(Some entries)
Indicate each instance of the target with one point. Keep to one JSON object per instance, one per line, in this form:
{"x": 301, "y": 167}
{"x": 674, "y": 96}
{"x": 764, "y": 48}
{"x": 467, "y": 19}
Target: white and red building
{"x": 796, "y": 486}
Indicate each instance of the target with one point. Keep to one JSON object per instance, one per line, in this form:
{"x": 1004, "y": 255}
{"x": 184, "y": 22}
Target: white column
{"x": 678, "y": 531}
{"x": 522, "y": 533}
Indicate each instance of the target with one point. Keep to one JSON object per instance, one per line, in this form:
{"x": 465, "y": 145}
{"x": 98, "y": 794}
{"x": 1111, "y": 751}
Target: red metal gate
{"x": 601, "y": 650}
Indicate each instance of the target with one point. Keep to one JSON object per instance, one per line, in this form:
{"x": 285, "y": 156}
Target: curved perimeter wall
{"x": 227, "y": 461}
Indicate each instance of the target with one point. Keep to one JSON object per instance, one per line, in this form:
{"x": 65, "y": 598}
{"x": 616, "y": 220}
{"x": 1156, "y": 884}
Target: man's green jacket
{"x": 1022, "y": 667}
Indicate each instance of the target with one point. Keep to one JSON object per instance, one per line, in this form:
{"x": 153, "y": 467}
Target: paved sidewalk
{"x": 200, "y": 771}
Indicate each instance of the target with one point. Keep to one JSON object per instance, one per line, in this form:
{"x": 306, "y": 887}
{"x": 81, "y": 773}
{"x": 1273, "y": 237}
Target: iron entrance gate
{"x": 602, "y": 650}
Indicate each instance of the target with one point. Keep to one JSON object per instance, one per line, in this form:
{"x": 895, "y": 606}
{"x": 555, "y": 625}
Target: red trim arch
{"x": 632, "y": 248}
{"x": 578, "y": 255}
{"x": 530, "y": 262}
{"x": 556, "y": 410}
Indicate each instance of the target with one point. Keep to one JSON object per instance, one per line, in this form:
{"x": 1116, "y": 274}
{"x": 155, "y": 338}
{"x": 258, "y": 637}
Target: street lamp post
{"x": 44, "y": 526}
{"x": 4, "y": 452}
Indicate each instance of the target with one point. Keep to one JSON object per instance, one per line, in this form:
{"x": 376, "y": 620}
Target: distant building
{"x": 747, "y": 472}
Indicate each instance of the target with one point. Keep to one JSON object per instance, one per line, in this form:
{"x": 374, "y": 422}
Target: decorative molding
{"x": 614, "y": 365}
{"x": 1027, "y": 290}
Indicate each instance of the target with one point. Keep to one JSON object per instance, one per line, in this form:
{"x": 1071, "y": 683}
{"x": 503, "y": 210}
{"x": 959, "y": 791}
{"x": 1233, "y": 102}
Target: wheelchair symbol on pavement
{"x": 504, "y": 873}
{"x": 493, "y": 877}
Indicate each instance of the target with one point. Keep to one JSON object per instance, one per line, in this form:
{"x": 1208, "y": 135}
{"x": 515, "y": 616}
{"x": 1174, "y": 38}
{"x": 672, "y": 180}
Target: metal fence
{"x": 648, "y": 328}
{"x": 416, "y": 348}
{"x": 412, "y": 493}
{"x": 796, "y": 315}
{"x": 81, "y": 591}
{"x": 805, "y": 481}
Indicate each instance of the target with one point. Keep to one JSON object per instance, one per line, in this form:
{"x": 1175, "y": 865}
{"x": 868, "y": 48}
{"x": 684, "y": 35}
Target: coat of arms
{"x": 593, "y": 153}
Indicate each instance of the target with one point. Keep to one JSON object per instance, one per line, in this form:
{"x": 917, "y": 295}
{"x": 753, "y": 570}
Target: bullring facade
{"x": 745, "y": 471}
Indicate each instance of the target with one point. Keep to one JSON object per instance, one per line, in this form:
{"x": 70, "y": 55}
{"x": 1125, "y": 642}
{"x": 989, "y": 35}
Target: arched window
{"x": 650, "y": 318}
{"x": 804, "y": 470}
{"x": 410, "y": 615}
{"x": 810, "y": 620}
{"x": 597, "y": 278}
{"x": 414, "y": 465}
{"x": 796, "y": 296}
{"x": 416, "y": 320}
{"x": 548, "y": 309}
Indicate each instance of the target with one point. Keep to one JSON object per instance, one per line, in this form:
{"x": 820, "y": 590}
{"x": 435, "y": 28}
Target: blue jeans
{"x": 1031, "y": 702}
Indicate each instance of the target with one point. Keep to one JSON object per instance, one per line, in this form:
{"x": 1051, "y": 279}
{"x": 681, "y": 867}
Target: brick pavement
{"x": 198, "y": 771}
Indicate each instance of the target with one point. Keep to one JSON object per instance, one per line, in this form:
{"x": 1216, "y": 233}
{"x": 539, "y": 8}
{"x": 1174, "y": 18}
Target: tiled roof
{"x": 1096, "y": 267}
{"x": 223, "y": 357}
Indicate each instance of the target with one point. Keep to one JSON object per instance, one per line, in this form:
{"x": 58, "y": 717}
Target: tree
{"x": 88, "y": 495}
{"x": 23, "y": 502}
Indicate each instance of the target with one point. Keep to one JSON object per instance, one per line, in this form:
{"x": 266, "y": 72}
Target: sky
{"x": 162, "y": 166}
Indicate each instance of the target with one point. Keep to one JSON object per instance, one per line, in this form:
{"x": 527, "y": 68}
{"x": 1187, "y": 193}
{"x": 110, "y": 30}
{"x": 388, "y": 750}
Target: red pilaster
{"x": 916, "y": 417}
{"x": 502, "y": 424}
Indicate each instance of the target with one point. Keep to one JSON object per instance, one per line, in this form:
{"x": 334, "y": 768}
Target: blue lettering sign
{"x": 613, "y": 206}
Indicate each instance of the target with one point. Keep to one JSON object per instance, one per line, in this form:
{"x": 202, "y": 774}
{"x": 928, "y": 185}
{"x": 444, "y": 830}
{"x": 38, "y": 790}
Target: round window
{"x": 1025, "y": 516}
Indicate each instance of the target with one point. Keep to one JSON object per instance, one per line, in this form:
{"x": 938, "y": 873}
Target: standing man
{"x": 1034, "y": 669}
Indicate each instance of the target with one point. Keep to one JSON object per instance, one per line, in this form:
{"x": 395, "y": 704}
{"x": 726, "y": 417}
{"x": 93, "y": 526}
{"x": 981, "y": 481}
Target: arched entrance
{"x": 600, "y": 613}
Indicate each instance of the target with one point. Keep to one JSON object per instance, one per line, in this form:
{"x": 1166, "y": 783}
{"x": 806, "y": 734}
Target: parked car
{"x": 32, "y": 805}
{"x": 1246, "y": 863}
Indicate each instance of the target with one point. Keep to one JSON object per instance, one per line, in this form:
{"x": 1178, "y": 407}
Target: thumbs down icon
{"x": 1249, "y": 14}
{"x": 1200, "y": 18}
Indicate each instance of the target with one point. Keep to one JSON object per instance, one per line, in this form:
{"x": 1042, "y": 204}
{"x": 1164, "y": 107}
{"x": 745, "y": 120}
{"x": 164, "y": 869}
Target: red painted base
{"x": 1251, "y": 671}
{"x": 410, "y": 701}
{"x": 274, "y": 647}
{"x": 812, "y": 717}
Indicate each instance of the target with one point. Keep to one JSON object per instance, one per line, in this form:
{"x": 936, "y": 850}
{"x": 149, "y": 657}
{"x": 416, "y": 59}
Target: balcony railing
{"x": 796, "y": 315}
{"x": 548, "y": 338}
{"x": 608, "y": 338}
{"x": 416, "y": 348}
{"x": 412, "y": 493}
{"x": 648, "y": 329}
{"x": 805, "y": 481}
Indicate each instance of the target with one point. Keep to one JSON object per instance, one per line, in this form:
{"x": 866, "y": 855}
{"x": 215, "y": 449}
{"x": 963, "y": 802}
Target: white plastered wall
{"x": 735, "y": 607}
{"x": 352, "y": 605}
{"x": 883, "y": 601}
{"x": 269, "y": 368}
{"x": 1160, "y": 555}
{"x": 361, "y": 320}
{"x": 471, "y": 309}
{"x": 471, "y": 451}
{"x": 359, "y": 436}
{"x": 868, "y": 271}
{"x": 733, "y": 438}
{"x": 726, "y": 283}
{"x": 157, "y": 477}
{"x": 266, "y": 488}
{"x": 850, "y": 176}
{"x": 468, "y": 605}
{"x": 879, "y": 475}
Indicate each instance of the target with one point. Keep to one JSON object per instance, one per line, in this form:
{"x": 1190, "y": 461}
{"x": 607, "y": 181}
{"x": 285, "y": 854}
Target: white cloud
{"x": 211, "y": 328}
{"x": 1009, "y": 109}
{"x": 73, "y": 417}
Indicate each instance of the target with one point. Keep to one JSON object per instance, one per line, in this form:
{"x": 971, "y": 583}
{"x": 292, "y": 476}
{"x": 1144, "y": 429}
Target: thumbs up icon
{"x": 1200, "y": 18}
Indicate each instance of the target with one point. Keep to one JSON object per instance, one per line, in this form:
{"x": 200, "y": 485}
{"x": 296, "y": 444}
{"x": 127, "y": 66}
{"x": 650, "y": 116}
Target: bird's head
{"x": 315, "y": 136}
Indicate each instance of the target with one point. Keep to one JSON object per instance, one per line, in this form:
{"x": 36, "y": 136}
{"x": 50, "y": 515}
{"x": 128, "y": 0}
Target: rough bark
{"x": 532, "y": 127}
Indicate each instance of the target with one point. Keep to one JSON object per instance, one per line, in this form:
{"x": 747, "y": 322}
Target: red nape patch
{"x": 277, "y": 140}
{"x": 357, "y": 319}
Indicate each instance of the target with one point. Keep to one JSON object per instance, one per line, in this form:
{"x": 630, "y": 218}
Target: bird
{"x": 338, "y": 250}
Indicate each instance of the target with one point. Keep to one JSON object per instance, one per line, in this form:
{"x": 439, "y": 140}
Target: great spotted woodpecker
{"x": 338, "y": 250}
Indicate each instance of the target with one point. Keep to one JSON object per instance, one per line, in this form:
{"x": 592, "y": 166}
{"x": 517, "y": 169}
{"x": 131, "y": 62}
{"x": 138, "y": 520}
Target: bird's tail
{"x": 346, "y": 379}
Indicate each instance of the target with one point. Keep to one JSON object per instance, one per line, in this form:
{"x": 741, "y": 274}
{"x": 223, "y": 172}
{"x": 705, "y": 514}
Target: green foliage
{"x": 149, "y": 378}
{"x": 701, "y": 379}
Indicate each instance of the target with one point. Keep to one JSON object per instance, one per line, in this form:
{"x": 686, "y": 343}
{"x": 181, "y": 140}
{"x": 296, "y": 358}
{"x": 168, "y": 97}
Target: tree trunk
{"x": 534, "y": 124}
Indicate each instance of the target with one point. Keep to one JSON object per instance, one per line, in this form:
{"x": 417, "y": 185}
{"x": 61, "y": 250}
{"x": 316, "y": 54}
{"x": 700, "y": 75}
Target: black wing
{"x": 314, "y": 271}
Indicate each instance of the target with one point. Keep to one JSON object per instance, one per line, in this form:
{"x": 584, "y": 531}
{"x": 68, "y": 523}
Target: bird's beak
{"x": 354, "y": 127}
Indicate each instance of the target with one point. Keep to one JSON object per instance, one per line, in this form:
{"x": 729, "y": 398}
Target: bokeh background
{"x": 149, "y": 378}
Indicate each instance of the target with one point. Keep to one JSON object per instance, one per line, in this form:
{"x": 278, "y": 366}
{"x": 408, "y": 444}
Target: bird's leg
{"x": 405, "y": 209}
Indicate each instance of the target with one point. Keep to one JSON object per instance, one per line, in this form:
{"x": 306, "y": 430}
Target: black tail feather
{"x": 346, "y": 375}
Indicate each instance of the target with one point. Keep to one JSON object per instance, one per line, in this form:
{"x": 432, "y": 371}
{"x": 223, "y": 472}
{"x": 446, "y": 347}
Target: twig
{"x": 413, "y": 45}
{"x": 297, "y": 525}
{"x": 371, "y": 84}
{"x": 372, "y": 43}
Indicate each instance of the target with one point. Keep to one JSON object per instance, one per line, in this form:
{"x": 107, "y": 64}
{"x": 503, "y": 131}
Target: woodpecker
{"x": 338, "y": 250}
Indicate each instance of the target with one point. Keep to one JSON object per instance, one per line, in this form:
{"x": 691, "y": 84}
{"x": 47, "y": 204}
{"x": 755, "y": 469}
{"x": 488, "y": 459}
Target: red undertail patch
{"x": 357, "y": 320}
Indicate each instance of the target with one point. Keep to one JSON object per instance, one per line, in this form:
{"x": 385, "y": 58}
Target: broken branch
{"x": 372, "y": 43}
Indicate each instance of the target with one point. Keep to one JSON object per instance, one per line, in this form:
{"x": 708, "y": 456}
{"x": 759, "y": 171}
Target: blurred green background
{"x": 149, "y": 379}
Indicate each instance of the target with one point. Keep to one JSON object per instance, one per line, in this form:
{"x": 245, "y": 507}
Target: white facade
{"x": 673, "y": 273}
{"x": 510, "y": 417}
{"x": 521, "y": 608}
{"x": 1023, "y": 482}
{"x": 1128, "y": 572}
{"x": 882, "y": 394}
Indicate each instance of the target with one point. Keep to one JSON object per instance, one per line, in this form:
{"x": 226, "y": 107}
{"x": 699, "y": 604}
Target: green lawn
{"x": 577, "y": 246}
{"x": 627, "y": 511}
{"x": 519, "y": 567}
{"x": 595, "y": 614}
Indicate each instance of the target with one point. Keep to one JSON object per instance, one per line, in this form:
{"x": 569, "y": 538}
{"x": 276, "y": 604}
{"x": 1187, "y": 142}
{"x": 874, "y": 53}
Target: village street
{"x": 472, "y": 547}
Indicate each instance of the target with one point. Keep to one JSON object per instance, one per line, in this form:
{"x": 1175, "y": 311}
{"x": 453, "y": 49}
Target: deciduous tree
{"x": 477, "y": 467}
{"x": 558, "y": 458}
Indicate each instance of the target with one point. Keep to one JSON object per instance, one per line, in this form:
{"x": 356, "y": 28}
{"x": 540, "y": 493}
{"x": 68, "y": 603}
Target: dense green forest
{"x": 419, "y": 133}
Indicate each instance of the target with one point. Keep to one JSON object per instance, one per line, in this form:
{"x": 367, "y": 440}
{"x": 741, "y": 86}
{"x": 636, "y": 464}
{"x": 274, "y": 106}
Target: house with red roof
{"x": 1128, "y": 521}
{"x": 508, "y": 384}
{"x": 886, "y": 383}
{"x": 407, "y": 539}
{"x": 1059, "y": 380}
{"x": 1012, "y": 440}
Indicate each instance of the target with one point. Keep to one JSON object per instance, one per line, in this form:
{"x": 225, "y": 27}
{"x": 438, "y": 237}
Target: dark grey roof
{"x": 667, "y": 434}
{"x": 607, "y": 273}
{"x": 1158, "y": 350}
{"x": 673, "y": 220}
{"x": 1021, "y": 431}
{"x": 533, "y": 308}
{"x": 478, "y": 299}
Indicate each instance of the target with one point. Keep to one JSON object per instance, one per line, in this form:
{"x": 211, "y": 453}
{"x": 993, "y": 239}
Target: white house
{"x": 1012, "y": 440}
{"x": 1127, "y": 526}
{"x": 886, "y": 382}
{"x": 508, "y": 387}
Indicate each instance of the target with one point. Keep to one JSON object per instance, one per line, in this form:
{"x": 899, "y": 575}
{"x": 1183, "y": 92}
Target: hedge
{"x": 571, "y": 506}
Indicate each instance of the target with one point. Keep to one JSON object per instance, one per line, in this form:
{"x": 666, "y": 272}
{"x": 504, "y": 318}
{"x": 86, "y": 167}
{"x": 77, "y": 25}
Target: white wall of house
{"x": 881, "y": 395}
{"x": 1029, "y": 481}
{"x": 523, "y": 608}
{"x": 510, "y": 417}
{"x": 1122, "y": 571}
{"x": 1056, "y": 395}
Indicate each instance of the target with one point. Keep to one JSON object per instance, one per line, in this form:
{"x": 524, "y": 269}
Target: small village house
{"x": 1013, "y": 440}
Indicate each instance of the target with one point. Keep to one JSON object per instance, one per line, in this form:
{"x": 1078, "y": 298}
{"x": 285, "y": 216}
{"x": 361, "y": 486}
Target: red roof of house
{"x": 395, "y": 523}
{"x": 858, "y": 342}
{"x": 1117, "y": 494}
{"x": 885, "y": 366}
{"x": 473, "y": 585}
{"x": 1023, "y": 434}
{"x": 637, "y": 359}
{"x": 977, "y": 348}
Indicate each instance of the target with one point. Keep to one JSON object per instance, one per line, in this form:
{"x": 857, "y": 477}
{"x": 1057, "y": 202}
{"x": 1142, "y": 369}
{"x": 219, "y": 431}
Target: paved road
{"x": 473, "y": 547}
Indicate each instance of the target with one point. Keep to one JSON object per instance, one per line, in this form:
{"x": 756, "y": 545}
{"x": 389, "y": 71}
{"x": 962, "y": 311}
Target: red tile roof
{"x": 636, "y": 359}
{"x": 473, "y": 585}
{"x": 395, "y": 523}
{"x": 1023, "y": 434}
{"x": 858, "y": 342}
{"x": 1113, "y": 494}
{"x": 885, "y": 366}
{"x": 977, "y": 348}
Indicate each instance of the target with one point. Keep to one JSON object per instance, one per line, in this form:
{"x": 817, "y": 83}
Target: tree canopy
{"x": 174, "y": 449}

» **PROBLEM STATEMENT**:
List every line of the entries above that contains the string "thumbs", matching case exactly.

» **ANSWER TO THE PROBLEM**:
Target: thumbs down icon
Target: thumbs up icon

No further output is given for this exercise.